Text for analysis —
== == ==

Pharma's response to utilization management
But pharma companies are not sleeping, they are reacting to these trends:
Copay cards: To help patients with the increased out of pocket costs for certain speciality drugs, pharma companies are providing "copay cards". These are basically vouchers that a patient can use to get back their copay for a certain drug from the pharmacy. This obviously reduces the financial incentive to choose a lower tier drug from the patients perspective. In 2018 manufacturers estimated to spend $13-15bn on copay financial support.
Direct-to-Consumer Advertisements: The US is only one of two countries in the world that allows advertisements for prescription drugs. And they seem to work: there are several studies how prescription advertisements can nudge patients to ask their doctors for a certain prescription drugs. Advertisements also aim to educate about certain diseases that someone might not even know is a condition (thanks pharma for all the "premature ejaculation" ads) and they also want to inform patients with chronic conditions about potential alternative treatments. Here is a great article digging deeper into this topic!
Administrative support: Pharma companies are investing in administrative support programs - often called hub services - to help patients and physicians navigate prior authorizations and other restrictions. These hubs include call centers and paperwork automation. An interesting service here is CoverMyMeds which was bought for $1.1bn by McKesson. This electronic prior authorization tool connects with different payers and lets physicians digitally submit prior authorizations. The service is free for the physicians and makes a large part of its revenue form drug manufacturers.
And so we go back and forth - more restrictions, responded with creative ways to get around it and only to be faced with tighter restrictions... But as any war, this one also causes collateral damage.
Who bears the costs?

== == ==

Data under study —
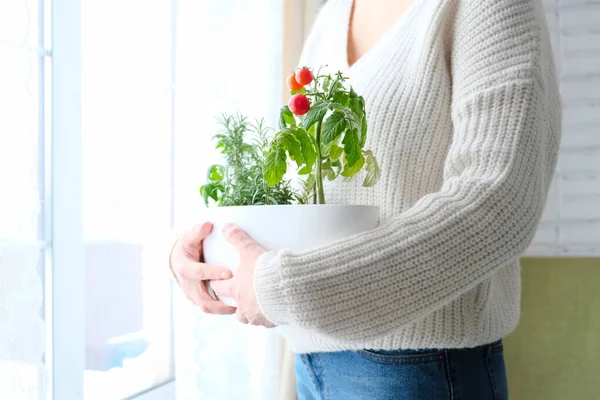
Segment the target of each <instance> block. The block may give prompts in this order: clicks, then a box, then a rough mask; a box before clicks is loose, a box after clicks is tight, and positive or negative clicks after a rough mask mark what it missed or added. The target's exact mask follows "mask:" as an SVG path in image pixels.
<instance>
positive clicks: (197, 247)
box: [180, 222, 213, 254]
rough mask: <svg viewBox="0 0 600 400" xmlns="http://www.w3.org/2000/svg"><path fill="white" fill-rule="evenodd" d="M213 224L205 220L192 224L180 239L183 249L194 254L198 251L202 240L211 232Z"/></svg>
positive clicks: (211, 231) (208, 234)
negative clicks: (188, 229)
mask: <svg viewBox="0 0 600 400" xmlns="http://www.w3.org/2000/svg"><path fill="white" fill-rule="evenodd" d="M212 228H213V224H212V223H210V222H205V223H203V224H199V225H196V226H194V227H193V228H192V229H190V230H188V231H187V232H185V233H184V234H183V236H182V237H181V239H180V241H181V242H180V243H181V247H183V249H184V250H185V251H188V252H190V253H193V254H196V253H199V252H200V248H201V246H202V241H203V240H204V239H205V238H206V237H207V236H208V235H210V233H211V232H212Z"/></svg>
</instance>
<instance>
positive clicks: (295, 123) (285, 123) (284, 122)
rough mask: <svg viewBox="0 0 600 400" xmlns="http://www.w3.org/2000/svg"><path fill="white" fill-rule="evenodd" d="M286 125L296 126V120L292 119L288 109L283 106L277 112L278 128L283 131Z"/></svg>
mask: <svg viewBox="0 0 600 400" xmlns="http://www.w3.org/2000/svg"><path fill="white" fill-rule="evenodd" d="M287 125H289V126H296V119H295V118H294V114H292V112H291V111H290V108H289V107H288V106H283V107H281V111H280V112H279V128H280V129H285V128H286V127H287Z"/></svg>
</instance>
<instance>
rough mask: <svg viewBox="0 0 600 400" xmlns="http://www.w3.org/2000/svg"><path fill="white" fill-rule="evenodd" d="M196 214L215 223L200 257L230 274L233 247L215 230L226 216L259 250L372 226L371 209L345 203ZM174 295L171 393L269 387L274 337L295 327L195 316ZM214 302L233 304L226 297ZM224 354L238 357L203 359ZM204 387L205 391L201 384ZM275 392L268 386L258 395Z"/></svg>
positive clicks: (188, 301) (247, 208) (250, 391)
mask: <svg viewBox="0 0 600 400" xmlns="http://www.w3.org/2000/svg"><path fill="white" fill-rule="evenodd" d="M198 218H199V221H211V222H213V223H214V225H215V226H214V229H213V232H212V233H211V235H210V236H209V237H207V238H206V239H205V241H204V258H205V261H206V262H209V263H211V264H216V265H222V266H225V267H228V268H230V269H231V270H233V271H234V272H235V270H236V268H237V266H238V262H239V259H238V255H237V252H236V251H235V249H234V248H233V246H231V245H230V244H229V243H228V242H227V241H226V240H225V238H224V237H223V235H222V234H221V230H222V228H223V226H224V225H225V224H227V223H228V222H232V223H235V224H237V225H239V226H240V227H241V228H242V229H244V230H245V231H246V232H247V233H248V234H249V235H250V236H251V237H252V238H253V239H254V240H256V241H257V242H258V243H259V244H260V245H262V246H263V247H265V248H266V249H269V250H280V249H290V250H296V251H300V250H309V249H311V248H316V247H320V246H323V245H326V244H328V243H331V242H333V241H336V240H339V239H343V238H345V237H348V236H351V235H354V234H357V233H360V232H363V231H366V230H369V229H373V228H376V227H377V225H378V221H379V208H378V207H370V206H352V205H297V206H296V205H292V206H247V207H220V208H210V209H206V210H203V211H202V212H201V213H200V214H199V215H198ZM174 300H175V305H174V313H175V315H174V317H175V332H174V334H175V371H176V377H177V379H176V393H177V398H184V399H197V398H204V397H205V396H206V393H213V394H214V396H215V398H217V397H218V398H221V397H222V398H225V397H227V396H231V390H233V389H232V388H231V387H230V386H227V385H228V384H229V382H237V381H239V382H240V385H238V384H236V385H235V386H236V390H238V391H245V392H244V393H250V392H251V391H254V392H256V393H259V392H260V393H263V392H262V391H263V390H267V389H266V388H261V387H260V385H261V384H263V383H264V384H266V385H267V386H269V388H270V387H271V386H272V385H270V382H271V380H270V378H269V379H266V378H265V377H273V378H272V379H277V378H276V377H277V376H278V375H279V373H280V364H281V363H280V361H281V358H280V355H279V347H278V346H279V344H278V341H277V340H275V339H276V337H277V335H283V336H284V337H292V336H293V335H303V334H304V332H303V331H301V330H296V331H289V332H288V331H286V330H285V327H278V328H277V329H262V328H260V327H256V326H251V325H242V324H240V323H239V322H238V321H237V320H236V319H235V318H233V317H231V316H225V317H224V316H221V315H217V316H211V315H207V314H203V313H202V312H201V311H200V309H199V308H198V307H196V306H195V305H193V304H192V303H191V302H190V301H187V300H186V299H185V297H184V296H183V294H182V292H181V291H176V292H175V298H174ZM222 300H223V301H225V302H226V303H229V304H233V301H232V300H231V299H222ZM227 354H236V357H241V359H236V360H235V362H233V361H232V362H228V363H226V364H225V363H219V362H213V361H211V360H216V359H221V358H223V357H226V355H227ZM224 355H225V356H224ZM242 384H247V386H241V385H242ZM215 385H217V388H216V389H215V388H214V387H215ZM208 386H210V387H211V388H212V389H209V390H207V389H206V388H207V387H208ZM219 390H221V391H223V393H221V392H219ZM265 393H266V392H265ZM240 396H241V397H239V398H242V397H243V395H240ZM276 397H277V393H275V392H274V393H272V395H268V396H267V395H264V396H262V397H261V398H276ZM236 398H237V397H236Z"/></svg>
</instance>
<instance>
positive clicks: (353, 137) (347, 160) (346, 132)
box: [342, 129, 364, 167]
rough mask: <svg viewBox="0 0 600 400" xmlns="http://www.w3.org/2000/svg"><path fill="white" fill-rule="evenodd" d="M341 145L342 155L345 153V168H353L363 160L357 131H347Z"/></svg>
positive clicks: (354, 129) (357, 131)
mask: <svg viewBox="0 0 600 400" xmlns="http://www.w3.org/2000/svg"><path fill="white" fill-rule="evenodd" d="M342 144H343V145H344V153H346V166H347V167H353V166H354V164H356V163H357V162H358V161H359V160H360V159H361V158H363V156H362V153H361V149H360V143H359V141H358V131H357V130H356V129H351V130H347V131H346V134H345V135H344V139H343V140H342ZM363 161H364V158H363Z"/></svg>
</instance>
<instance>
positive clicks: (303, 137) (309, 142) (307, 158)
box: [294, 129, 317, 170]
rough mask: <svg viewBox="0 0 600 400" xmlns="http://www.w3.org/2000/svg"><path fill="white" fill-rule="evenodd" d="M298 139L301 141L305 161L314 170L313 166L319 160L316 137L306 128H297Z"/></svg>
mask: <svg viewBox="0 0 600 400" xmlns="http://www.w3.org/2000/svg"><path fill="white" fill-rule="evenodd" d="M294 133H295V135H296V139H297V140H298V141H299V142H300V147H301V148H302V155H303V156H304V163H305V164H306V166H307V167H308V168H309V169H311V170H312V166H313V165H314V164H315V161H316V160H317V149H316V146H317V144H316V141H315V139H314V138H313V137H312V136H311V135H310V134H309V133H308V132H306V131H305V130H304V129H296V130H295V132H294Z"/></svg>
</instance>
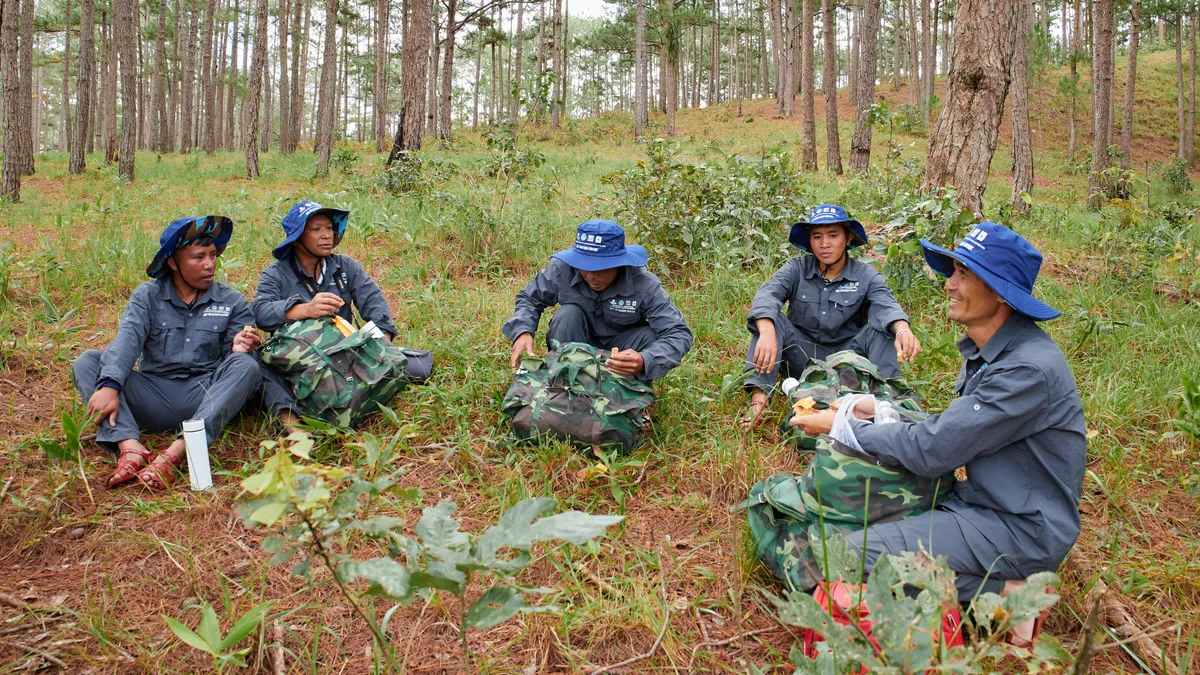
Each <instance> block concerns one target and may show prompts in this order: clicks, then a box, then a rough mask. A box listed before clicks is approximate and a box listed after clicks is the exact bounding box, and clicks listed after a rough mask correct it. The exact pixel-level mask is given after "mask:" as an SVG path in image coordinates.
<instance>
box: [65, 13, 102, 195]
mask: <svg viewBox="0 0 1200 675" xmlns="http://www.w3.org/2000/svg"><path fill="white" fill-rule="evenodd" d="M95 32H96V28H95V16H94V0H83V2H82V5H80V7H79V76H78V79H77V80H76V124H74V130H73V131H74V135H76V136H74V141H72V143H71V157H70V160H68V162H67V171H70V172H71V173H73V174H80V173H83V169H84V166H85V161H84V151H85V150H86V149H88V139H89V138H90V137H91V125H90V124H89V121H90V110H91V107H92V100H91V98H92V88H91V85H92V79H94V77H95V74H94V71H95V67H94V66H95V62H96V47H95Z"/></svg>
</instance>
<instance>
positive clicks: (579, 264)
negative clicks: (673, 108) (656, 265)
mask: <svg viewBox="0 0 1200 675" xmlns="http://www.w3.org/2000/svg"><path fill="white" fill-rule="evenodd" d="M552 257H554V258H558V259H560V261H563V262H564V263H566V264H569V265H571V267H574V268H575V269H582V270H583V271H602V270H606V269H613V268H618V267H646V262H647V261H649V259H650V256H649V253H647V252H646V249H644V247H643V246H638V245H637V244H629V245H626V246H625V252H624V253H622V255H619V256H588V255H586V253H582V252H580V251H576V250H575V249H568V250H565V251H559V252H557V253H554V255H553V256H552Z"/></svg>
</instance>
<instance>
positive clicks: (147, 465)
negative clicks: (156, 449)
mask: <svg viewBox="0 0 1200 675" xmlns="http://www.w3.org/2000/svg"><path fill="white" fill-rule="evenodd" d="M186 456H187V455H186V454H181V455H179V456H178V458H175V459H172V458H169V456H167V454H166V453H164V454H161V455H158V456H156V458H155V459H154V461H151V462H150V464H149V465H146V467H145V468H143V470H142V471H139V472H138V480H139V482H140V483H142V484H143V485H145V486H146V488H149V489H150V490H151V491H155V492H157V491H160V490H166V489H167V488H170V486H172V485H173V484H174V483H175V479H176V478H179V474H180V468H179V467H180V465H182V464H184V458H186Z"/></svg>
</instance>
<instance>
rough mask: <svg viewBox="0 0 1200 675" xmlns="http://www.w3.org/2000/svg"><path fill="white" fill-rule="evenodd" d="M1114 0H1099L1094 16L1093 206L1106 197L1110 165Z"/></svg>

== == ==

Your instructions — Continue the piece above on how pharma companies respond to utilization management, starting after the heading "Who bears the costs?"

Answer below —
In the end patients & doctors a burdened the consequences of utilization management. Patients delaying or abandoning their treatment because of the financial costs or the complex paperwork. Approximately 20 percent of prescriptions in the US are never filled. This is a tragedy and will only result in more costs and bad health outcomes further down the road. There are plenty of studies confirming the economic burden on the health care system of delayed pharmaceutical treatment such as for hepatitis C, diabetes or coronary heart disease.
But also physicians are getting inundated with the paperwork from utilization management. In the end its on them helping their patients to obtain prior authorization. On average a physician spends 15h a week on prior authorizations! This is time diverted from actually helping patients.
If you want to dive deeper into the overall costs, I can really recommend the study from Health Affairs.
What could be done?
But does this war have to escalate? What are alternatives to this model? I think there are two interesting approaches I would like to explore a bit further:
Value based/ outcome based reimbursements for drug treatments - similar to value based care that gets reimbursed by capitation, arrangements could be made to define outcome benchmarks for certain drugs.
Direct to consumer channels - because of the restrictions and high co-pays many people are opting to paying cash for their drugs. Coupons like GoodRx provide patients access to lower prices than the list prices and it can make financial sense to pay outside insurance. However, GoodRx and other coupons still rely on pharmacy benefit managers, who take a rather large cut in the drug supply chain. I would think there are opportunities to further cut out the middlemen and establish more direct relationships between drug manufacturers and patients.
Maybe both approaches could even be combined and provide a better pharmacy benefit for employers than the traditional benefits offered by health plans... Let me know your thoughts!